____ Source extract
I would like to bring to your attention a few works by American composer David Ott. Dr. Ott's Concerto for Two Cellos and Orchestra was premiered by cellists Eric Honigberg and David Tai and the National Symphony Orchestra, with Maestro Rostropovich conducting. The work has been recorded on Koss Classics (with the father/son Laufer team, the Milwaukee Symphony, Zdenek Macal conducting) and is published by MMB Music in St. Louis. The commission of this work was a result of Ott's previous Concerto for Cello. After the premiere of the Concerto for Two Cellos, the entire cello section of the National Symphony commissioned Ott to write a piece for the section. He responded with "Dodecacelli" which was premiered at the White House. Maestro Rostropovich also invited Dr. Ott to be a guest panelist (topic - Composing for the Cello) for the first World Cello Congress. I was a composition student of Dr. Ott's, and remain in contact with him.
Regards,
Kenneth W. Atkins

Concerning the ICS articles I have about airplane travel with a cello, I have a small piece of advice. I have always flown Midwest Express (based in Milwaukee) with my cello, and never had a problem. They pride themselves in customer service, and as a cellist I think they do a wonderful job. I have always stored my instrument in the front compartment of the airplane where some people also choose to hang coats. This compartment is sealed during flight. I have never encountered problems in using this compartment (from airline officials or anyone else) and will continue to fly Midwest Express with my cello.
Anonymous



NEW MEMBER LETTERS


Hello, I'm a young Brazilian cellist. I study in Universidade de São Paulo. Today was the first time that I found something about the cello or cellists on the Internet. Now, I'm satisfied what I found--a complete guide of information, that's very good for all cellists around the world. Thanks for taking the initiative!
Luciana
BRAZIL

I am a professional cellist who studied in London and worked in Athens as a member of "Camerata" a string chamber orchestra in the Megaro Mousikis Athinon. I am a representative member in Greece of the International Society for the Study of Tension in Performance (ISSTIP). I obtained recently sponsorship from the Megaron Mousikis Athinon for the completion of my research project entitled " Physical and Psychological Problems of Musicians". I hope to publish the results in the form of a book in mid-97 and eventually I would like to establish a center for performing arts medicine in Athens.
Ilias Sakalak
GERMANY



FEATURED ARTIST

CONVERSATION WITH MARGRIET TINDEMANS
***An Internet Cello Society Exclusive!!!***
by Tim Finholt

Dutch-born Margriet Tindemans is one of the most sought-after players of early bowed string instruments world-wide. She directs the Northwest Center for Early Music Studies and is on the faculty at the University of Washington. She has recorded for Harmonia Mundi Germany and France, Erato, Accent, Classical Masters, EMI, Smithsonian Collection, Eufoda, CRD, Koch International Classics, and Wildboar.
________
Tasks to perform
1. Summarize the cello newsletter excerpt in three sentences.
2. Write the next part of the cello newsletter excerpt, starting after its final sentence.
The material after this point has nothing to do with the cello newsletter excerpt.
____ Excerpted records
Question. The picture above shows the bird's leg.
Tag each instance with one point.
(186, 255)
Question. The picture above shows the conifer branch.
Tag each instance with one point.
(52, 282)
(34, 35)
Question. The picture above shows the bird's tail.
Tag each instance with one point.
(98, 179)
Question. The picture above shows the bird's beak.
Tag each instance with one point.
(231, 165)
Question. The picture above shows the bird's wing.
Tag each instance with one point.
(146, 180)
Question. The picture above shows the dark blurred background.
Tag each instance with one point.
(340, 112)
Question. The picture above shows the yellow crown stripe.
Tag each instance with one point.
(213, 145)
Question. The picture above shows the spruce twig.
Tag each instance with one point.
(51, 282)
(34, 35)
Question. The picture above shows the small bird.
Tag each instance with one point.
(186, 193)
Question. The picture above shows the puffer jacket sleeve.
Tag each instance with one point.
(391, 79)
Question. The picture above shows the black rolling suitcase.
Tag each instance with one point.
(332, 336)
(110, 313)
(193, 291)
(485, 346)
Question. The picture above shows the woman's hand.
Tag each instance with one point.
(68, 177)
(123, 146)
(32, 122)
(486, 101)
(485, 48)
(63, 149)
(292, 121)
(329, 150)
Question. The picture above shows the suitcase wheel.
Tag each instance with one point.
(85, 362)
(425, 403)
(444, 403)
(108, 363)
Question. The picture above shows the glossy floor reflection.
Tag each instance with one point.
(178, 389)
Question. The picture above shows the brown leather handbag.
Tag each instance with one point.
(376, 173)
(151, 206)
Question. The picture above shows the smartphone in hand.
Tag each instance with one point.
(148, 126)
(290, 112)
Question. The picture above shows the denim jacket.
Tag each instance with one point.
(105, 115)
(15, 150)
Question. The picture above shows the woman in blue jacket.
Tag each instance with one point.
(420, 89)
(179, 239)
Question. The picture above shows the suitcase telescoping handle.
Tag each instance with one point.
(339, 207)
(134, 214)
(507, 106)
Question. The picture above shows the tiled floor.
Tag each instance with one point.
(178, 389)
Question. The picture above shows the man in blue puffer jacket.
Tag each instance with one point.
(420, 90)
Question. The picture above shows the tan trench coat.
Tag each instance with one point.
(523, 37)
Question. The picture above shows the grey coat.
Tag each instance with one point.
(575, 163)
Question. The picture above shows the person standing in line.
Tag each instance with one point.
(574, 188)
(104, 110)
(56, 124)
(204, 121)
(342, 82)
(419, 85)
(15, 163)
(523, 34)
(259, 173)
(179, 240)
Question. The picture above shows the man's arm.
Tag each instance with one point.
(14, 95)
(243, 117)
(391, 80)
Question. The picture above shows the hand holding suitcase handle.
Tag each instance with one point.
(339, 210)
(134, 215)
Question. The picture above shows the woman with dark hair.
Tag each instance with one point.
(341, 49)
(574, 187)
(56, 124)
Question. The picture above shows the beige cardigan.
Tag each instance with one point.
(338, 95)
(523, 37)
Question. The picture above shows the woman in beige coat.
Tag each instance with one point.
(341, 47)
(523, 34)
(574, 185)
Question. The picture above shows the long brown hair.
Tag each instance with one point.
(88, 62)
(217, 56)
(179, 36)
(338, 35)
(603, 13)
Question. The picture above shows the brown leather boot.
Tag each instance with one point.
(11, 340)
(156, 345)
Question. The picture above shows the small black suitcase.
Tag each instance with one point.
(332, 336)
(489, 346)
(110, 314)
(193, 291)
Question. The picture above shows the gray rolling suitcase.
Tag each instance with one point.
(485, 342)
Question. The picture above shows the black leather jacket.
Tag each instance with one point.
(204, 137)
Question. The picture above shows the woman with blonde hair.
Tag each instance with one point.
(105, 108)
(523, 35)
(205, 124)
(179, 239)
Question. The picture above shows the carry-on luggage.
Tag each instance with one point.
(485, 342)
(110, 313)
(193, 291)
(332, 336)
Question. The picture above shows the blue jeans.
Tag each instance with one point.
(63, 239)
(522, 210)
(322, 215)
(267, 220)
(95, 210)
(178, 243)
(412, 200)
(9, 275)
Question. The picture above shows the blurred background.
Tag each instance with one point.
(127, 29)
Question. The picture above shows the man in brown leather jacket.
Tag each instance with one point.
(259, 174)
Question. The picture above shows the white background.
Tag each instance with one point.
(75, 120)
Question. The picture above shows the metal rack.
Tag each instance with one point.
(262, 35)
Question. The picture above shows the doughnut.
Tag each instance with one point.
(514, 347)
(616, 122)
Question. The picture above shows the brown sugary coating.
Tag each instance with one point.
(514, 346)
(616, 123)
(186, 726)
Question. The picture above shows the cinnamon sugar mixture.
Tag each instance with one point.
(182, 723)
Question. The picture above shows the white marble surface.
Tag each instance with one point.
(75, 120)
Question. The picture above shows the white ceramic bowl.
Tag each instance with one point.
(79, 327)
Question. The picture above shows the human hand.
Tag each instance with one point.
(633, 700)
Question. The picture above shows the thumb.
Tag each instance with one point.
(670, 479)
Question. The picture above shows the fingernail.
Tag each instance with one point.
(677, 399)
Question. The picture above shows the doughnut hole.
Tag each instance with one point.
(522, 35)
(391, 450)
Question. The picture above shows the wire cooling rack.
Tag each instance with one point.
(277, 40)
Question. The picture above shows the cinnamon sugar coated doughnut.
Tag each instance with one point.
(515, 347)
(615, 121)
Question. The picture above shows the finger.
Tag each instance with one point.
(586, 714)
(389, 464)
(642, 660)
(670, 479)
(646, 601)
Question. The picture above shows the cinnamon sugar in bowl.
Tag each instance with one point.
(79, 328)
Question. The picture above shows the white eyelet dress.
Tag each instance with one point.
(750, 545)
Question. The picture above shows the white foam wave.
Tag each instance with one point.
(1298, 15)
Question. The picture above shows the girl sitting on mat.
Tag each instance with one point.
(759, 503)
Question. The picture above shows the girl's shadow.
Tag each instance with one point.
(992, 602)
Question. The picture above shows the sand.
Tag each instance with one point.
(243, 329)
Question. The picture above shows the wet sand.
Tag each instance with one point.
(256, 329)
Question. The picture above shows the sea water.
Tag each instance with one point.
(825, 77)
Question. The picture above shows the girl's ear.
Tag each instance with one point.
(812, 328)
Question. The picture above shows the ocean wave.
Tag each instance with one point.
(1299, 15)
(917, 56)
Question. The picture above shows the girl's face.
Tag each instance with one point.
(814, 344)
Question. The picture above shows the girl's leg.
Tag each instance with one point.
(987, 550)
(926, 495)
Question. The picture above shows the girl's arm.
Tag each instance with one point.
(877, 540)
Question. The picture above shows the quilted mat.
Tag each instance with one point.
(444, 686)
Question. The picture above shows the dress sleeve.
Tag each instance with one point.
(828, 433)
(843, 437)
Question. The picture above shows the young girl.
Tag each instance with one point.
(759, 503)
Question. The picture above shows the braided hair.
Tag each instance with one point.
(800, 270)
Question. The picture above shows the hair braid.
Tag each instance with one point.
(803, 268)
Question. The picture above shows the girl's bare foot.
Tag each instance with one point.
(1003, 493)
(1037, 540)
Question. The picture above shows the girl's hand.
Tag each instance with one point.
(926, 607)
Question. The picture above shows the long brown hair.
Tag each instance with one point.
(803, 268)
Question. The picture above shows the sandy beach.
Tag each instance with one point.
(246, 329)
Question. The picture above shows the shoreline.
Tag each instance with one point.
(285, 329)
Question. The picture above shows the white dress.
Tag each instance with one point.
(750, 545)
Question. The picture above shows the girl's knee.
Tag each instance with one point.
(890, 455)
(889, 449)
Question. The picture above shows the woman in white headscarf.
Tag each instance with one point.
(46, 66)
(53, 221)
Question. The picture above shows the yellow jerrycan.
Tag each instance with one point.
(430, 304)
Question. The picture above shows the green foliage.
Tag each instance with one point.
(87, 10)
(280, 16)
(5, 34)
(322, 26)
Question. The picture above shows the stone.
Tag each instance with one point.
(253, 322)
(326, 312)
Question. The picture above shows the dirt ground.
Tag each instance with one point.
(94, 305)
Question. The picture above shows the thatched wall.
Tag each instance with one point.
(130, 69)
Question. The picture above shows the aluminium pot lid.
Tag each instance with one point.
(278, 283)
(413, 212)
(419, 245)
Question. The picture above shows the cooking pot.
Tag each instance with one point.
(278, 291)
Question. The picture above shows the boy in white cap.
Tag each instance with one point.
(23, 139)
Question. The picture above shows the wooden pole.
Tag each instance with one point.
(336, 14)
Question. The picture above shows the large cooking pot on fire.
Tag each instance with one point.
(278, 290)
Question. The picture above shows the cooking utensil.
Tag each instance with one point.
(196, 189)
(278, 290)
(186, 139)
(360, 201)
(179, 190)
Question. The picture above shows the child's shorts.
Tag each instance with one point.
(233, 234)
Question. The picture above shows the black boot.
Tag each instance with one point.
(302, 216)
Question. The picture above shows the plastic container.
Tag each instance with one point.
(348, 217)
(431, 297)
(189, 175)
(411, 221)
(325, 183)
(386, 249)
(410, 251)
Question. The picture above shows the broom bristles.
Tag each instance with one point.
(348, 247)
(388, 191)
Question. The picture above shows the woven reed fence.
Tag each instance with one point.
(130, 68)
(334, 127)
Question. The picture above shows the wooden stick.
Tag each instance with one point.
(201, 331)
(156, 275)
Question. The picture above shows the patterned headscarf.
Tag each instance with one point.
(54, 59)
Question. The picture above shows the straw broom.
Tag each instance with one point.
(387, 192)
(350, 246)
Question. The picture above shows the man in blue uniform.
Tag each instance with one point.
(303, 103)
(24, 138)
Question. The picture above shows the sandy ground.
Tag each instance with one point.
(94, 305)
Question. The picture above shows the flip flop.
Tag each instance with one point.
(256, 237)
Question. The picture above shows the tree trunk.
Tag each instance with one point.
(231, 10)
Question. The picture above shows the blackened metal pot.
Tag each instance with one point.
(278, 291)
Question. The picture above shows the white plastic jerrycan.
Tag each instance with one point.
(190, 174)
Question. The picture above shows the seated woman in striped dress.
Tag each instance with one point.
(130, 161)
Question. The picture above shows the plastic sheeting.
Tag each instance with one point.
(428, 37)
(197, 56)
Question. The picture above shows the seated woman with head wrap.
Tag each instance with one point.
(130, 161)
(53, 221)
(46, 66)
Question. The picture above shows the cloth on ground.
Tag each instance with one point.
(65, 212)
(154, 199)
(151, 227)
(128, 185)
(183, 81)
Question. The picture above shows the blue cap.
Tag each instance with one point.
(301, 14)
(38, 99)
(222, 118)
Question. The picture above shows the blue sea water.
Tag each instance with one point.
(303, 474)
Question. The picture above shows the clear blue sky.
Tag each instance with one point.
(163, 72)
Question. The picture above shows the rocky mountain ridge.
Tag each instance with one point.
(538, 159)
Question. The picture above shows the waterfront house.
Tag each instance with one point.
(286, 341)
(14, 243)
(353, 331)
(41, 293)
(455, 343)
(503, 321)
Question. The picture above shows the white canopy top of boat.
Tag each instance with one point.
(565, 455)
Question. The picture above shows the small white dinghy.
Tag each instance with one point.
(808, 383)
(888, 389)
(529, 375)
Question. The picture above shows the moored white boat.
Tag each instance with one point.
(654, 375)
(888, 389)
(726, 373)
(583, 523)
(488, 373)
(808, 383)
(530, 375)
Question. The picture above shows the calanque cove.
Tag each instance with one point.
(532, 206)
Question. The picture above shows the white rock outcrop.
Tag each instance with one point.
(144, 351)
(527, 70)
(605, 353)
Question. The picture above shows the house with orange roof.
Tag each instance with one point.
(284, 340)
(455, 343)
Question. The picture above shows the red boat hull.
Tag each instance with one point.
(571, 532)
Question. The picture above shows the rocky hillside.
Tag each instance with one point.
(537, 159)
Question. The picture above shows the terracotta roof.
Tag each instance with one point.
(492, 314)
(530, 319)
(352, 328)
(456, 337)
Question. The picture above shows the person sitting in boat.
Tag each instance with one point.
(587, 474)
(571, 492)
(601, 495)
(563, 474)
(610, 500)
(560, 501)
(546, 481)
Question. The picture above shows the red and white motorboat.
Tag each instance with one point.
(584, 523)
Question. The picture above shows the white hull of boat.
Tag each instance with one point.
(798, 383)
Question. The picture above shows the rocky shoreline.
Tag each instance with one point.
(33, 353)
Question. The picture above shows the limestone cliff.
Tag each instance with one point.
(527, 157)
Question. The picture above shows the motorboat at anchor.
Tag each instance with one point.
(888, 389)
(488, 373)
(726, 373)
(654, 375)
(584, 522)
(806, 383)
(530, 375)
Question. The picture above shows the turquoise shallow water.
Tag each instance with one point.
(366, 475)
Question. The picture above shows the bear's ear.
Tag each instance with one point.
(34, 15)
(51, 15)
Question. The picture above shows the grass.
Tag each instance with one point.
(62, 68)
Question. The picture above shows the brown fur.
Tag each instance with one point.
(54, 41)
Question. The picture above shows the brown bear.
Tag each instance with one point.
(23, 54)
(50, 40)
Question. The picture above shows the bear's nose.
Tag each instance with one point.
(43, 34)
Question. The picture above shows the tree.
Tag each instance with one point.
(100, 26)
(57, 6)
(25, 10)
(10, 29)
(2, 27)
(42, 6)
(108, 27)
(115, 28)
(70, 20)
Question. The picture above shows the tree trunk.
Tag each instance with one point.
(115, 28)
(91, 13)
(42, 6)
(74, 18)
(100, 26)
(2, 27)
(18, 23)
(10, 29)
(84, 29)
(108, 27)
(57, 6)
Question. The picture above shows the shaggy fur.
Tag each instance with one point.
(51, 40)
________
Responses in order
1. A reader draws attention to American composer David Ott, whose Concerto for Two Cellos premiered with the National Symphony Orchestra under Rostropovich. That premiere led the orchestra's cello section to commission "Dodecacelli," which premiered at the White House, and an anonymous cellist recommends flying Midwest Express with a cello stored in the sealed front compartment. New member letters come from a young Brazilian cellist at Universidade de São Paulo and a professional cellist researching musicians' physical and psychological problems, and the excerpt then opens a featured conversation with early bowed string player Margriet Tindemans.

2.
TF: I thought it would be interesting to read the views of an Early Music specialist, since we often read what the typical cellist thinks of the Early Music world. In other words, we get to hear from the "other side" in this interview. For those of you who don't know, when an Early Music person refers to a "Modern Cellist" they are referring to the typical cellist today, who does not attempt to play "authentically," and does not employ more historic instrumental and musical performance practices. Also, the words "viola da gamba" and "gamba" are used interchangeably.

!!! A sound clip and photo of Margriet Tindemans will be posted later this month!!!



FEATURE ARTICLES

PEDAGOGICAL EVOLUTION:
EVIDENCE FROM THE CELLIST'S RIGHT HAND

by Bret Smith

"As performers and teachers of musical instruments, we are all vitally concerned with the development of technical facility in both ourselves and our students. The progression from beginning levels to mastery involves learning an ever-increasing body of knowledge, at ever-smaller levels of detail; this information must become so deeply internalized that we can essentially forget it in performance and simply let the music emerge. This has, no doubt, always been the case with fine players, even at the earliest stages of the development of the art form. As the technology and equipment for music-making has grown more complex and refined, so has the pedagogical "equipment" which allows us to approach the goal of fine performance.

This article explores some of the pedagogical literature of the cello, focusing on tone production and legato bow technique, to point out ways that both the amount and types of knowledge available to cello teachers have grown and changed in the last six generations."

HOLISTIC TECHNIQUE
by Gordon Epperson

"It is no accident that our Age of Analysis is also an Age of Anxiety. "We murder to dissect," said Coleridge. And we do it from the highest motivations: we wish, even as we further dismember Humpty Dumpty-his Fall being, presumably, some kind of Original Sin-to put things right, to get closer, some how, to perfection. The result, among string players, is a mechanical accuracy and fluency without parallel in the history of the art...

The emerging prototype of what might be considered a holistic performing musician, in our culture, is versatile: a player who loves the art, who can hold his own in performing the great orchestral and chamber literature, the solo and duo sonata, and even-if he has the gifts and appetite for it--engage in pyrotechnical display. (He may also, like his counter parts in earlier centuries, take his turn at composing.) There are more and more artists who fit this description, and many arenas for the exercise of their powers."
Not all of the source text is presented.